# STATED TASK:
Reproduce the material below line for line, but replace every occurrence of "cookie" with "biscuit". Leave everything else unchanged.

[START OF EXCERPTED RECORDS]

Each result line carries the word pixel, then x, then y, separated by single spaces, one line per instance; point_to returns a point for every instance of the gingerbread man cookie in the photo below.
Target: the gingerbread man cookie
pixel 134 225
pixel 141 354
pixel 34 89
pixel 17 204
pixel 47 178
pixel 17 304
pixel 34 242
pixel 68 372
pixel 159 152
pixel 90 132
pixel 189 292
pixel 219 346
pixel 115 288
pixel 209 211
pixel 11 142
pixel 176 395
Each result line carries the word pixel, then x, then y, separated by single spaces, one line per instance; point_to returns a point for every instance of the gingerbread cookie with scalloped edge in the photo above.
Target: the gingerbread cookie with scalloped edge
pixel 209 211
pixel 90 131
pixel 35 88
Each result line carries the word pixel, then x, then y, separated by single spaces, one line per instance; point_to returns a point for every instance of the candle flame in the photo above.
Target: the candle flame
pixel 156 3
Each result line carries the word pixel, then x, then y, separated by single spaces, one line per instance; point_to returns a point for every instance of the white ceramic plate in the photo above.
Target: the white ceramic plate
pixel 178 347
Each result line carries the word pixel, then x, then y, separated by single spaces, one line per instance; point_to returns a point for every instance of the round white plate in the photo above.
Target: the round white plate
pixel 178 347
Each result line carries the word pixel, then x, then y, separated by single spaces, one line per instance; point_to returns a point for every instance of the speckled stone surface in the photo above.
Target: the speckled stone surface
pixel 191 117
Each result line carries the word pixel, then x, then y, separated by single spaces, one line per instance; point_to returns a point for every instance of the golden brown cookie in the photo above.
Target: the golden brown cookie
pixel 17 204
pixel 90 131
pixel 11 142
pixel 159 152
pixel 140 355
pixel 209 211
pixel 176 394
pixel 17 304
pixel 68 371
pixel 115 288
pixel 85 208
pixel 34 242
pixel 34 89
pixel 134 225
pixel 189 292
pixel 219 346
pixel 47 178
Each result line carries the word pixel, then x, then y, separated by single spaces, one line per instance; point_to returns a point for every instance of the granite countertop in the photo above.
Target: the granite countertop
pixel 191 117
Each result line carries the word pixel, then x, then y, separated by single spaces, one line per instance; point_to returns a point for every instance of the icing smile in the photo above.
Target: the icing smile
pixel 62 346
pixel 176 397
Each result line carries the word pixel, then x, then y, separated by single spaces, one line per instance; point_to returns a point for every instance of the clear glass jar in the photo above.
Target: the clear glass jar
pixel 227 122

[END OF EXCERPTED RECORDS]

# SOLUTION:
Each result line carries the word pixel, then x, then y, separated by single spaces, one line per instance; point_to returns a point for every instance of the gingerbread man biscuit in the photo below.
Target: the gingerbread man biscuit
pixel 134 225
pixel 141 354
pixel 34 89
pixel 17 204
pixel 47 178
pixel 17 304
pixel 34 242
pixel 68 372
pixel 159 152
pixel 90 132
pixel 189 292
pixel 219 346
pixel 115 288
pixel 209 211
pixel 11 142
pixel 176 395
Each result line carries the word pixel, then x, then y, separated by single spaces, one line per instance; point_to returns a point for every instance of the gingerbread biscuit with scalloped edge in the photo above.
Target: the gingerbread biscuit with scalloped edge
pixel 209 211
pixel 90 131
pixel 35 88
Each result line carries the word pixel, then x, then y, separated by single spaces, one line per instance; point_to returns a point for every instance of the candle flame in the photo above.
Target: the candle flame
pixel 156 3
Each result line carries the word pixel, then x, then y, separated by single spaces, one line per instance; point_to returns a point for every instance of the white ceramic plate in the photo above.
Target: the white ceramic plate
pixel 178 347
Each result line carries the word pixel, then x, then y, separated by single spaces, one line per instance; point_to returns a point for every instance of the round white plate in the photo above.
Target: the round white plate
pixel 178 347
Each result line carries the word pixel, then x, then y, separated by single spaces, one line per instance; point_to returns a point for every instance of the speckled stone surface in the photo above.
Target: the speckled stone surface
pixel 191 117
Each result line carries the word pixel, then x, then y, separated by single spaces, one line per instance; point_to returns a point for every instance of the golden brown biscuit in the photo above.
Target: the golden brown biscuit
pixel 17 204
pixel 90 131
pixel 11 142
pixel 159 152
pixel 140 355
pixel 209 211
pixel 176 394
pixel 17 304
pixel 68 371
pixel 115 288
pixel 85 208
pixel 34 242
pixel 34 89
pixel 134 225
pixel 189 292
pixel 219 346
pixel 47 178
Each result line carries the word pixel, then x, then y, separated by single spaces, one line per instance; point_to returns a point for every instance of the granite countertop in the photo above.
Target: the granite countertop
pixel 191 117
Each result line carries the word pixel, then x, then y, separated by single spaces, one line per instance; point_to returns a point for every instance of the icing smile in the photo above.
Target: the icing smile
pixel 62 346
pixel 176 397
Each result line carries the word pixel, then x, then y, separated by single spaces, one line per instance; point_to returns a point for every instance of the clear glass jar in the photo above.
Target: the clear glass jar
pixel 227 122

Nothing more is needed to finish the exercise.